Written problem: Could you rewrite the material from its start up to and including the line with "Return the outline", putting "leafy oak tree" wherever "tall green tree" stands and changing nothing else?

Start Provided records

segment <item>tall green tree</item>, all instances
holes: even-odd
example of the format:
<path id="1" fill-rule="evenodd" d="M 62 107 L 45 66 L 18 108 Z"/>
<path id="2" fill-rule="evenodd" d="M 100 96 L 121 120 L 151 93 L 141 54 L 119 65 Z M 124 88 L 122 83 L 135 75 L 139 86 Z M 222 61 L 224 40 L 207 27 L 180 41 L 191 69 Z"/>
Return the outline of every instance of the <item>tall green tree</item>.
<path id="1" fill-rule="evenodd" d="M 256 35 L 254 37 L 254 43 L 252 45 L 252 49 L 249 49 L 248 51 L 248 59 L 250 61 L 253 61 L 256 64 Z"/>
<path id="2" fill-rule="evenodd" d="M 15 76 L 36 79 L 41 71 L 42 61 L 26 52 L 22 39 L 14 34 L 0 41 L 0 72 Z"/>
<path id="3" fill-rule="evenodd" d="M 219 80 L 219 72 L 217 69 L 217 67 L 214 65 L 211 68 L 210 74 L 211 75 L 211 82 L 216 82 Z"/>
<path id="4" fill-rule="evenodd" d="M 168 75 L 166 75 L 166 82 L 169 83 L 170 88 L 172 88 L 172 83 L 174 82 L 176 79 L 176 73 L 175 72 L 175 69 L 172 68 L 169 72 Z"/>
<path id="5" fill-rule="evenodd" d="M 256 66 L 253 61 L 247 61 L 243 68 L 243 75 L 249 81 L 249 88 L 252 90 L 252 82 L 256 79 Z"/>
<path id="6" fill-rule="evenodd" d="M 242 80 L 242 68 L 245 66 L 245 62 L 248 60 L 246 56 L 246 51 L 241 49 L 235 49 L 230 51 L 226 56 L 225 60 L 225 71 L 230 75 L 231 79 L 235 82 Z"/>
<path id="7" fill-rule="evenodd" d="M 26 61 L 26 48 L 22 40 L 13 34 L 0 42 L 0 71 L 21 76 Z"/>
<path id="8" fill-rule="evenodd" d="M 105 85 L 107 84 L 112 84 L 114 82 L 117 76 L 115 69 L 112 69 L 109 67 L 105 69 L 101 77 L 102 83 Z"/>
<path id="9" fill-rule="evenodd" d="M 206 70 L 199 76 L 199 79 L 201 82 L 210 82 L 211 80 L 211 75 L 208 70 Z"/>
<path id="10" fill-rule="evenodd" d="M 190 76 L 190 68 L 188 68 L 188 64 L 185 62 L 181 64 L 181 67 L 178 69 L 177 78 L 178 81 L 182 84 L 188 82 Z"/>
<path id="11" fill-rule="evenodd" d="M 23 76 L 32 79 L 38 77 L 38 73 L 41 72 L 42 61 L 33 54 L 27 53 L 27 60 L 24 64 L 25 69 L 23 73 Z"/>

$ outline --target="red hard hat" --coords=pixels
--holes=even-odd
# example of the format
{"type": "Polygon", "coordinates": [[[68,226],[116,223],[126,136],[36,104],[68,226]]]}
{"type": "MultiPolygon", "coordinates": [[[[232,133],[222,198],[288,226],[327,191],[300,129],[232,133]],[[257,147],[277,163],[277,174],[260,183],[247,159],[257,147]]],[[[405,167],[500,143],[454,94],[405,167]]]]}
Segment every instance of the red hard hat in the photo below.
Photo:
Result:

End Provided records

Written response:
segment <item>leafy oak tree</item>, all instances
holes: even-odd
example of the format:
<path id="1" fill-rule="evenodd" d="M 62 107 L 45 66 L 18 108 Z"/>
<path id="2" fill-rule="evenodd" d="M 100 96 L 121 120 L 151 93 L 141 54 L 119 65 Z M 124 88 L 122 83 L 135 75 L 139 86 Z M 222 61 L 224 40 L 207 27 L 180 41 L 191 69 Z"/>
Return the outline of every instance of the <item>leafy oak tree</item>.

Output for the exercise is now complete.